* **EXERCISE INSTRUCTIONS**:
Retype, exactly as they appear below, the lines between the line holding "of the fence" and the line holding "the rear windshield", both ends included.

* **DATA LISTING**:
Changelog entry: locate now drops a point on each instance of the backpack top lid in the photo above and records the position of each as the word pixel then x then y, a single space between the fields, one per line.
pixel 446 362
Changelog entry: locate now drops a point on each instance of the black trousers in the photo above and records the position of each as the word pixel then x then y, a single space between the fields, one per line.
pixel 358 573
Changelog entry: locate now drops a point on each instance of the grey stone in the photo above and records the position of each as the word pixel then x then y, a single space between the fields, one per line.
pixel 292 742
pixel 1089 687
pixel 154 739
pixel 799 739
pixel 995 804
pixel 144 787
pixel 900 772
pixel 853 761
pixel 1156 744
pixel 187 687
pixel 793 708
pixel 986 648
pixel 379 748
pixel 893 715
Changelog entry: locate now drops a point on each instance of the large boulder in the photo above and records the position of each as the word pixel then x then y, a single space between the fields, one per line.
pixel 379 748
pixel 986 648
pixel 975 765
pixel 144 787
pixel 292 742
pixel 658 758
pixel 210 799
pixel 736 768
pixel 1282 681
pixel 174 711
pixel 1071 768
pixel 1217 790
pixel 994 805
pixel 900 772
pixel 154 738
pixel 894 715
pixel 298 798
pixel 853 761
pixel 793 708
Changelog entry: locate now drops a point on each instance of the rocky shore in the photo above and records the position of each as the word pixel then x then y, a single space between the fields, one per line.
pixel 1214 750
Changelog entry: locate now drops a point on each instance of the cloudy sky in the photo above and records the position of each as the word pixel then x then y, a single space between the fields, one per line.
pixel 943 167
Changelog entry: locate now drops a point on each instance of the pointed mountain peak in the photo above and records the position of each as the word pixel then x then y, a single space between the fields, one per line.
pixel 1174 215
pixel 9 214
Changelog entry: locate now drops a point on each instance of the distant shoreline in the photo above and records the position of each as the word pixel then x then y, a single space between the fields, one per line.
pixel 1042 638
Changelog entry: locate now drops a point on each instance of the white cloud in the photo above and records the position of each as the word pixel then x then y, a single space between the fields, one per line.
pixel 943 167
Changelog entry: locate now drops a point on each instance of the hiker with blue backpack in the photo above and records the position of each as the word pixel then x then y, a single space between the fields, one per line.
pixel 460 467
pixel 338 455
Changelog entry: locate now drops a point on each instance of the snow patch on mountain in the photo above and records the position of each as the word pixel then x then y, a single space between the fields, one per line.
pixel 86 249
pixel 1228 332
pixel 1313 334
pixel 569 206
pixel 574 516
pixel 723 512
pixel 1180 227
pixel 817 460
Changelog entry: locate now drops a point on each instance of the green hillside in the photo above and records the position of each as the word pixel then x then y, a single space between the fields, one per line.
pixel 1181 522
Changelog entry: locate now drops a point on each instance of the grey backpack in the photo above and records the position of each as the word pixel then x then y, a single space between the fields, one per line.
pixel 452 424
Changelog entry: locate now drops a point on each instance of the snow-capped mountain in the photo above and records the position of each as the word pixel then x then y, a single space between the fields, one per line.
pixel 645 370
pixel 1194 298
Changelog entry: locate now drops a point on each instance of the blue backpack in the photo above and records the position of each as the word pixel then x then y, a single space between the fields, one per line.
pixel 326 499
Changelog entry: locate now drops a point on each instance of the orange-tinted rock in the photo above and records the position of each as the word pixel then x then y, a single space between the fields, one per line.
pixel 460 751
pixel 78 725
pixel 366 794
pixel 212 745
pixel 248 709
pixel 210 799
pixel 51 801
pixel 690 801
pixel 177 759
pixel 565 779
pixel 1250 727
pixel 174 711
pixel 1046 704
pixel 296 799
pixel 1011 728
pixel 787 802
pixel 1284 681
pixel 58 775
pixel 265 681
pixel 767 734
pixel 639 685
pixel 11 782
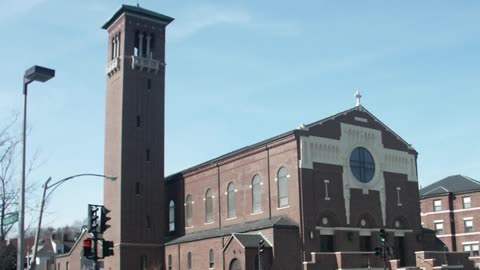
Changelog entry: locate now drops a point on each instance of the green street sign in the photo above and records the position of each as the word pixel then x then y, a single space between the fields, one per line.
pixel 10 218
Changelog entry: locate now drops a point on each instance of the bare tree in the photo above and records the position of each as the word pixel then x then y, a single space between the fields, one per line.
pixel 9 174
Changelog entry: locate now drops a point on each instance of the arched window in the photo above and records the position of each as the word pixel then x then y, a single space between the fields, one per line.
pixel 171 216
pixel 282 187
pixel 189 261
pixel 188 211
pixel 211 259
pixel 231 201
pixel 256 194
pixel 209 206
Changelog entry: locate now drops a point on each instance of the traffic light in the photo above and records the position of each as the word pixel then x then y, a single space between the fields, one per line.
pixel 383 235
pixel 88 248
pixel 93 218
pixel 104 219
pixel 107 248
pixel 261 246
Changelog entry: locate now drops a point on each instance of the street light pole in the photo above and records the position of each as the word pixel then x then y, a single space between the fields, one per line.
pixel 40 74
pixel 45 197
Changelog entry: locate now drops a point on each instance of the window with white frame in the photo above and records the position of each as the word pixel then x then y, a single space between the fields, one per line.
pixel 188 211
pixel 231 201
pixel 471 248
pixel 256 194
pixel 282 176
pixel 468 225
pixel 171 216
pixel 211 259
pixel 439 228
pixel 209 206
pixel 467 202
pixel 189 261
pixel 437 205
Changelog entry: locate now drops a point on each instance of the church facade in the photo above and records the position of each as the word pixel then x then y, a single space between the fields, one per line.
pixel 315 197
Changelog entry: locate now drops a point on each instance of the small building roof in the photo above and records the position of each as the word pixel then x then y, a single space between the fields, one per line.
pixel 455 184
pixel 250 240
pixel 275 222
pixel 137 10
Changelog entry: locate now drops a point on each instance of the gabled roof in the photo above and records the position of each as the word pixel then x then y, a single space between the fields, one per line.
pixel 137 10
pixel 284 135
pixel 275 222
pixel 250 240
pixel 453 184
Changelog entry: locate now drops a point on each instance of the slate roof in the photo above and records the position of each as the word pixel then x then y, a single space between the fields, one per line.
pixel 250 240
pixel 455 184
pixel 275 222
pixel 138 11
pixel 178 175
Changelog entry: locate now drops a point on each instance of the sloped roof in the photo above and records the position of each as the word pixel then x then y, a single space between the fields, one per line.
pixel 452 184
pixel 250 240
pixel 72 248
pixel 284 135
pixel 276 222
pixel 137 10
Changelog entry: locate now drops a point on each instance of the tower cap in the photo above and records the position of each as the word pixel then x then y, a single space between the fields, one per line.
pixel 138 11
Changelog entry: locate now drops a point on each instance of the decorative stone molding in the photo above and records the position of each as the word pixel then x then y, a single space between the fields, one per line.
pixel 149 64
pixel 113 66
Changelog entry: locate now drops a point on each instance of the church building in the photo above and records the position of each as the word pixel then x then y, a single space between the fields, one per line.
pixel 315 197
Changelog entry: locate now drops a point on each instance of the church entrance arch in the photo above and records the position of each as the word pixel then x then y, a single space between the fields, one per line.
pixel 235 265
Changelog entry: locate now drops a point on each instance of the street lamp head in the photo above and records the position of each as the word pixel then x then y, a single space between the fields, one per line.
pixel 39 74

==

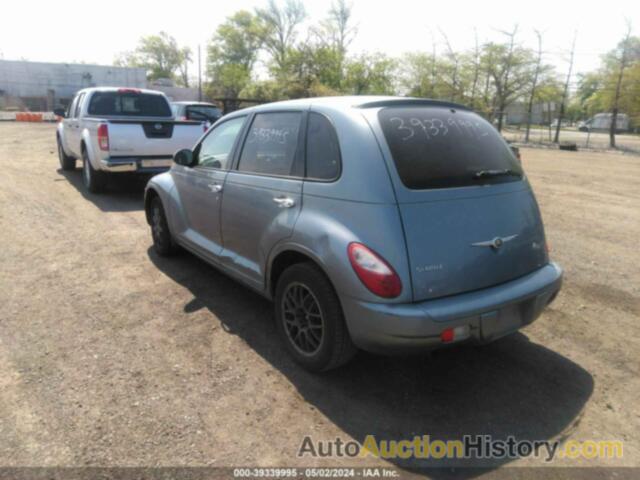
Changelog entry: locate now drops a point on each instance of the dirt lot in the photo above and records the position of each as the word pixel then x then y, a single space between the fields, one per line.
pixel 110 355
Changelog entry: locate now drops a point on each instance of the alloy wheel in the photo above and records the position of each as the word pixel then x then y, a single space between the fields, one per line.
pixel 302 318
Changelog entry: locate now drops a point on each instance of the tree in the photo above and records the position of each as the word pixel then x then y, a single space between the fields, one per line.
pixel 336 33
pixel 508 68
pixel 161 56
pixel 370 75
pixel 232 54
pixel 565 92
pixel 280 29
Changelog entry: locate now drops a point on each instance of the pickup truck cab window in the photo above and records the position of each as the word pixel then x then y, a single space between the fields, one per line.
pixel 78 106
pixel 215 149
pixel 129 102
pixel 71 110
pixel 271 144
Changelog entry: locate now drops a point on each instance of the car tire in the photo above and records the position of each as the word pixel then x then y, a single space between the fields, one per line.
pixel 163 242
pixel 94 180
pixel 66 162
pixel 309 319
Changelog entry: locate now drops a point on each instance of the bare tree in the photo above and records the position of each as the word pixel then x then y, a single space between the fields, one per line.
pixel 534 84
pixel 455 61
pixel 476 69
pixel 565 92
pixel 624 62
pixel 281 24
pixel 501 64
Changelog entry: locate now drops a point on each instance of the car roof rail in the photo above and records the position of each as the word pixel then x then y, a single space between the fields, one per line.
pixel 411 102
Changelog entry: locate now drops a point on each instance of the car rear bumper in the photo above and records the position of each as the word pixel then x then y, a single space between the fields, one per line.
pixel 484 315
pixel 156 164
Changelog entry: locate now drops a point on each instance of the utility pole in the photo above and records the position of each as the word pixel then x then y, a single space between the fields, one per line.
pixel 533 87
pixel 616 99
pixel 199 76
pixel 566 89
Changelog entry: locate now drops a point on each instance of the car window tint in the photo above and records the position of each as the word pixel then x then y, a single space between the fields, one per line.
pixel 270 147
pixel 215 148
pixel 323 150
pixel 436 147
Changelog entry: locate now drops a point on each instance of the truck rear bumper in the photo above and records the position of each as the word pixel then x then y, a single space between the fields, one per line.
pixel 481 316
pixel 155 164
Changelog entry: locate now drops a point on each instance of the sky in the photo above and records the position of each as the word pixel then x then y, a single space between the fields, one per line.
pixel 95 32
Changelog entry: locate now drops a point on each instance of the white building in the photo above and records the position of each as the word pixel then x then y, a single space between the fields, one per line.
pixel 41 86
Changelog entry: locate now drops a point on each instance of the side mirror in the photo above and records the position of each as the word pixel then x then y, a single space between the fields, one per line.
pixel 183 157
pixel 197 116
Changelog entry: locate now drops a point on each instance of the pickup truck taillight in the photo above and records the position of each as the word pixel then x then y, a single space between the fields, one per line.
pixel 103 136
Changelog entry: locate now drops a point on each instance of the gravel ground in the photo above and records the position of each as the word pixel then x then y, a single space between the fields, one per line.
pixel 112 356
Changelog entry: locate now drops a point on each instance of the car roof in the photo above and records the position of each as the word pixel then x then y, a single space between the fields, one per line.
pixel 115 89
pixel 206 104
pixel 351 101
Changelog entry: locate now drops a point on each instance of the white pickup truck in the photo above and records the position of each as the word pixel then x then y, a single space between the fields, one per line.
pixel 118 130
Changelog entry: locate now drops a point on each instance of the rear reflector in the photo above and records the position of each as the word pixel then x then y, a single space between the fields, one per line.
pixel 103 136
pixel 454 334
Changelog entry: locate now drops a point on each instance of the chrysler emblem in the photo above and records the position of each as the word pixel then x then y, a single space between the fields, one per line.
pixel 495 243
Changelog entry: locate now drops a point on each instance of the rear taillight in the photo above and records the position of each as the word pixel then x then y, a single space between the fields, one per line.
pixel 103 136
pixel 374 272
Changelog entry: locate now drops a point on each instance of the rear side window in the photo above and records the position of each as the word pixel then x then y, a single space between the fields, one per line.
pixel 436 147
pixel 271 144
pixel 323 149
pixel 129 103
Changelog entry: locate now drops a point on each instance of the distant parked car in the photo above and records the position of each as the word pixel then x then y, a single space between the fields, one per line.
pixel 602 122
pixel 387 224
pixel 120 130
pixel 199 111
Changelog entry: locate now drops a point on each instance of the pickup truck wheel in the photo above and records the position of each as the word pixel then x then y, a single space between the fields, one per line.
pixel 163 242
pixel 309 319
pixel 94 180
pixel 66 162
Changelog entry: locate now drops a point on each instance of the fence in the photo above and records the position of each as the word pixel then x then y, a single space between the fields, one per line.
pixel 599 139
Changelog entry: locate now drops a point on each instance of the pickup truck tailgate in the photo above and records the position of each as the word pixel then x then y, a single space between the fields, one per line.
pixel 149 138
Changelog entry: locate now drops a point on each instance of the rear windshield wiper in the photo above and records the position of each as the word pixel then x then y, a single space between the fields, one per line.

* **ANSWER TO THIS EXERCISE**:
Changelog entry: locate now drops a point on each instance of the fence in the photo above and records the position of each as the word pixel then x then y, a single space between the fields, one per line.
pixel 599 139
Changelog entry: locate now drops a point on each instance of the pickup truck tailgate in the photo above and records the position of each as the word pixel then x then y, a single space between the fields, one per line.
pixel 149 138
Changelog entry: locate now drops a point on each instance of the rear windshield wiper in the photo above and records the position of each as the word pixel then x then y, a single space between the fields, one per line.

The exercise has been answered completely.